* THE DATA:
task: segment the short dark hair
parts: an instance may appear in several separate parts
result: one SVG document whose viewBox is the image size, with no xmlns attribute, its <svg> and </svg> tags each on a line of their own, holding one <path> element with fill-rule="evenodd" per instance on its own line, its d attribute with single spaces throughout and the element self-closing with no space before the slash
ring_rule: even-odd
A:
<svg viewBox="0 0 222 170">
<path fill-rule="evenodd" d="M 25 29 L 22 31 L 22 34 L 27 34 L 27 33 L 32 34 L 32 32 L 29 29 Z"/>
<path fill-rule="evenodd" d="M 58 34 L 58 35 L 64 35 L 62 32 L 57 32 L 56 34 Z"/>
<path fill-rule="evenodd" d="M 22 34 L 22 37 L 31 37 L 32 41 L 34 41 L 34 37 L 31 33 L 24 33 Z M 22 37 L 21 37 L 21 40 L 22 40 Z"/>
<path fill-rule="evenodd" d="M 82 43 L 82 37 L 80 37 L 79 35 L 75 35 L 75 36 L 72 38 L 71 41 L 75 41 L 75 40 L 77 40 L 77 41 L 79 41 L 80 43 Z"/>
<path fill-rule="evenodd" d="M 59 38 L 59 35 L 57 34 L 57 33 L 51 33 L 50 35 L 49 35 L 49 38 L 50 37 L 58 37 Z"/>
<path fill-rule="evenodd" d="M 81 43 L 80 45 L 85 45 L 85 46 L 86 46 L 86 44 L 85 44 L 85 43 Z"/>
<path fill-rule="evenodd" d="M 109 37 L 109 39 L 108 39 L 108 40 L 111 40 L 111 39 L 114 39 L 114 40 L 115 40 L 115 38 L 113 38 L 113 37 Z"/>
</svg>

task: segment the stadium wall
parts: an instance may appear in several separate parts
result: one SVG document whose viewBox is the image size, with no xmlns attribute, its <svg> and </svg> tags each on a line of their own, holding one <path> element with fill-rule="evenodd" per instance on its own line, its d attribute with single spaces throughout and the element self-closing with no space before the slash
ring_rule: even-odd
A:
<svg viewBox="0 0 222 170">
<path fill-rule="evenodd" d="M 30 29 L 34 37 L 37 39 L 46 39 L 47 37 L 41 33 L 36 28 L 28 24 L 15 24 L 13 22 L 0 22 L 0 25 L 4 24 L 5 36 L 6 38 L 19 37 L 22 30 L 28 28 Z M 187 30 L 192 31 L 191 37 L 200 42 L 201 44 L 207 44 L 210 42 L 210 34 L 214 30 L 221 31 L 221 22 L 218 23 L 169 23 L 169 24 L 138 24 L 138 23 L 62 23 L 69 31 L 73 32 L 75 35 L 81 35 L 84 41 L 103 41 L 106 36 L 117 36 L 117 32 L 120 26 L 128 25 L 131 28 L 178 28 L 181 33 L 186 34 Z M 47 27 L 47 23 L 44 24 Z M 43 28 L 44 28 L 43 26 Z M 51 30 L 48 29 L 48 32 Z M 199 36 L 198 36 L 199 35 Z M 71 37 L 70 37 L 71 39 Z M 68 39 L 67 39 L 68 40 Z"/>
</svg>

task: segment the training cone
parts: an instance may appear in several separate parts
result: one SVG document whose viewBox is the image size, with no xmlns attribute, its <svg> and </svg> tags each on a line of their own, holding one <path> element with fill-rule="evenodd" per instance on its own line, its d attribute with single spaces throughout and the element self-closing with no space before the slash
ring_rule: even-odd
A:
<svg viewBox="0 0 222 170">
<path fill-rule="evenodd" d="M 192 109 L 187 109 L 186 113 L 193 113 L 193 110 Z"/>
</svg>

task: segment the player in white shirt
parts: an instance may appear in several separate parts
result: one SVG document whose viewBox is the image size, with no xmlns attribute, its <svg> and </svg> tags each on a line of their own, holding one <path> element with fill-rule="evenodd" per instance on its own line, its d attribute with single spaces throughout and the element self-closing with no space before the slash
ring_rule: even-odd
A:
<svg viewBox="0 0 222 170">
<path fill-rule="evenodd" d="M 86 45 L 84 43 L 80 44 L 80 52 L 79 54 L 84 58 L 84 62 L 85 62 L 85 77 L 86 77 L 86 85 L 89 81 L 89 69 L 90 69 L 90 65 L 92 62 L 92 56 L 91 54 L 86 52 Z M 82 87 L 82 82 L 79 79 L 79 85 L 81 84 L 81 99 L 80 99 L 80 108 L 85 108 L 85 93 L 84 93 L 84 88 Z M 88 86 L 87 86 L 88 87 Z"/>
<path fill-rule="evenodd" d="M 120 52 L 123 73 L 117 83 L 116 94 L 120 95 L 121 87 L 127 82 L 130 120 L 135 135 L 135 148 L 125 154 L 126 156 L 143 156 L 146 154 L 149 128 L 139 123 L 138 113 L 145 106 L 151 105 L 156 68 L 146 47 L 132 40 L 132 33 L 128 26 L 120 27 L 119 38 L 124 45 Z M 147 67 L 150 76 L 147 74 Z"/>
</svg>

* EXERCISE DESCRIPTION: Within the material above, find the lines that hold "task" and report only how many there are.

* EXERCISE RESULT: 4